CHALLENGE
Rewrite the lines from the one containing "locate helmet chin" through the one containing "left=437, top=32, right=536, bottom=164", inclusive, replacing "pixel coordinates" with "image coordinates" and leaving everything else unchanged.

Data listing
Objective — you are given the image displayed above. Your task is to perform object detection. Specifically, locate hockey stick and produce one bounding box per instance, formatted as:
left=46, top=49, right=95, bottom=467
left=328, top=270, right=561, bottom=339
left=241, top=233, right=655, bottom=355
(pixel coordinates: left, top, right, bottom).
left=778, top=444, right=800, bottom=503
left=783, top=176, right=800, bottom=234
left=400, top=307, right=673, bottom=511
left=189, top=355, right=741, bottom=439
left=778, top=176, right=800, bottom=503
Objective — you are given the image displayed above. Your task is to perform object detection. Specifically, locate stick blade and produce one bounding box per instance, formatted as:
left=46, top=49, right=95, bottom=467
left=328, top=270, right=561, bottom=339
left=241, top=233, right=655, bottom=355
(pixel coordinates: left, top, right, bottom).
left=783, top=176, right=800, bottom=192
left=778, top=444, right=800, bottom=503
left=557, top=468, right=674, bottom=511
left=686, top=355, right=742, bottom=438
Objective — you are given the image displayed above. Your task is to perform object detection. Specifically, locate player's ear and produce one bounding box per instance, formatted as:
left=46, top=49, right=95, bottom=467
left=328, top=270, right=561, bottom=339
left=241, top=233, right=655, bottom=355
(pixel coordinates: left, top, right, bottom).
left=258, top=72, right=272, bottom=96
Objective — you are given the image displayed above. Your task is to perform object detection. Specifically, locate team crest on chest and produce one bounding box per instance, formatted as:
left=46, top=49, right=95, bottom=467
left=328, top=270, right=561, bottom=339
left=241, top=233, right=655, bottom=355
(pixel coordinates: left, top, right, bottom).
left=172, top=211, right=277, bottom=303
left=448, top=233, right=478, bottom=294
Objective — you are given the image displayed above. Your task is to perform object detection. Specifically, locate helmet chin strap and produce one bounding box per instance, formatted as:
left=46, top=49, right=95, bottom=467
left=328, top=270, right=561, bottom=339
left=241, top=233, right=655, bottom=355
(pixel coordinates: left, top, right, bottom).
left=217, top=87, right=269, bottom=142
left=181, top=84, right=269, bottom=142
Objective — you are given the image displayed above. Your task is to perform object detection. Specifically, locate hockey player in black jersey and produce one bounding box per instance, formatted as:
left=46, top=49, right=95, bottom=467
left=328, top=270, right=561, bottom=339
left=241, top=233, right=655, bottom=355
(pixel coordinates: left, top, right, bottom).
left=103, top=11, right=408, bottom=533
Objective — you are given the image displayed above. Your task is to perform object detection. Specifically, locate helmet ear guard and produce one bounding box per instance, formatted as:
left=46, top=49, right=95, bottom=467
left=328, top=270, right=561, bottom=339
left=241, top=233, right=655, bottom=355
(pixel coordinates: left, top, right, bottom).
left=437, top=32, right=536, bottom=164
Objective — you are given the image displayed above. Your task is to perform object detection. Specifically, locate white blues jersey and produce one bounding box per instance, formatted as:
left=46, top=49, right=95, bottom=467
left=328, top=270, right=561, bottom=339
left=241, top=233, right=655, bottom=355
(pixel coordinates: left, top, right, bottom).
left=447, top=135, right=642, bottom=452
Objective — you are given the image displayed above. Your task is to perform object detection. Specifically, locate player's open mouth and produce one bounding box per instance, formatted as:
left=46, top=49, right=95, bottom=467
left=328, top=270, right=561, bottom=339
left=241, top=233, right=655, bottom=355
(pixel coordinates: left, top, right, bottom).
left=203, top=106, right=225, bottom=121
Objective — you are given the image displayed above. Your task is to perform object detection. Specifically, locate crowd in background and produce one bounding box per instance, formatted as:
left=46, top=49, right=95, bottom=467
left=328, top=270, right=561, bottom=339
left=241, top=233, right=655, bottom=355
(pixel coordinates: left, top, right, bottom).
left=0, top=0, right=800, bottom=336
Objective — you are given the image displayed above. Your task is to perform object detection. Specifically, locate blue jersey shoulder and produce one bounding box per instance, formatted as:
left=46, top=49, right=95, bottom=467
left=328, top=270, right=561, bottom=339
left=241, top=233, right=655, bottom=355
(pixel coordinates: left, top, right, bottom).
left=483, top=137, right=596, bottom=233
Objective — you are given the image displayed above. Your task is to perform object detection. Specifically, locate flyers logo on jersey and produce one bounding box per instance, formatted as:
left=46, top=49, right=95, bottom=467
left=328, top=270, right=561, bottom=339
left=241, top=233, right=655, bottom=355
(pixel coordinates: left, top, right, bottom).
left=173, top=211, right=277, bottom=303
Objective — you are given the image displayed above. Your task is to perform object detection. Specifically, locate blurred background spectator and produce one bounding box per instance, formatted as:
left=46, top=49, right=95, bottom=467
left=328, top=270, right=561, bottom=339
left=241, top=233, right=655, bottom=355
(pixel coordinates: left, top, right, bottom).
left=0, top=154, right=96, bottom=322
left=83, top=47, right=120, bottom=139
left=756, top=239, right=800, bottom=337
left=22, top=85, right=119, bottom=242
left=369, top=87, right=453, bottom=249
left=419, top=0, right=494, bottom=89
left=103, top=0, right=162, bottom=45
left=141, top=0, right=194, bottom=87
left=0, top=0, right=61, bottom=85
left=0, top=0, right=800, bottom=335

OUTPUT FOR THIS TASK
Objective — you are given the image displayed above. Your task is to perform object detection. Specifically, locate helmet chin strap and produce one bounding box per instance, formatted as:
left=46, top=49, right=95, bottom=467
left=328, top=270, right=561, bottom=339
left=241, top=233, right=655, bottom=355
(image coordinates: left, top, right, bottom).
left=217, top=87, right=269, bottom=142
left=181, top=84, right=269, bottom=142
Objective — you are given the image displayed above. Your task is to perform object detection. Specifically, locate hockey player in black jersey and produce one bounding box per instance, formatted as:
left=46, top=49, right=95, bottom=467
left=328, top=270, right=561, bottom=339
left=241, top=233, right=655, bottom=355
(image coordinates: left, top, right, bottom).
left=103, top=11, right=408, bottom=533
Objective — you are given the image displayed above. Your task is to perform object detection. Specifically, locate helmet ear guard and produce one bounding box per instance, formatted as:
left=46, top=49, right=95, bottom=467
left=328, top=270, right=561, bottom=339
left=241, top=233, right=655, bottom=355
(image coordinates: left, top, right, bottom).
left=437, top=32, right=536, bottom=164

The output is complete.